__Work to be completed__: Reproduce the listing below line for line, leaving out the pictures.

==== Extracted records ====

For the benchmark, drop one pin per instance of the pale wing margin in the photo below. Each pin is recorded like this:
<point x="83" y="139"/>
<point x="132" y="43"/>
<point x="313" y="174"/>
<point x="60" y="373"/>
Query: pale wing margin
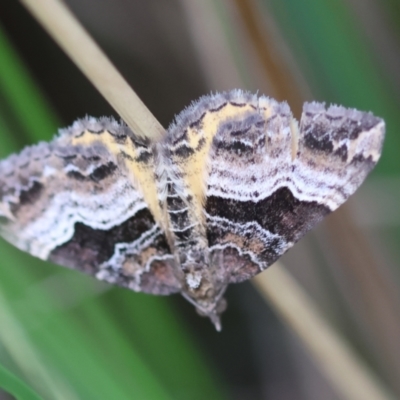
<point x="270" y="180"/>
<point x="74" y="201"/>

====

__Written reply__:
For the benchmark, drop one pin per instance of the pale wing margin in the photo below. Each pin is recorded like this:
<point x="83" y="139"/>
<point x="132" y="43"/>
<point x="313" y="174"/>
<point x="60" y="373"/>
Query: pale wing margin
<point x="270" y="180"/>
<point x="74" y="201"/>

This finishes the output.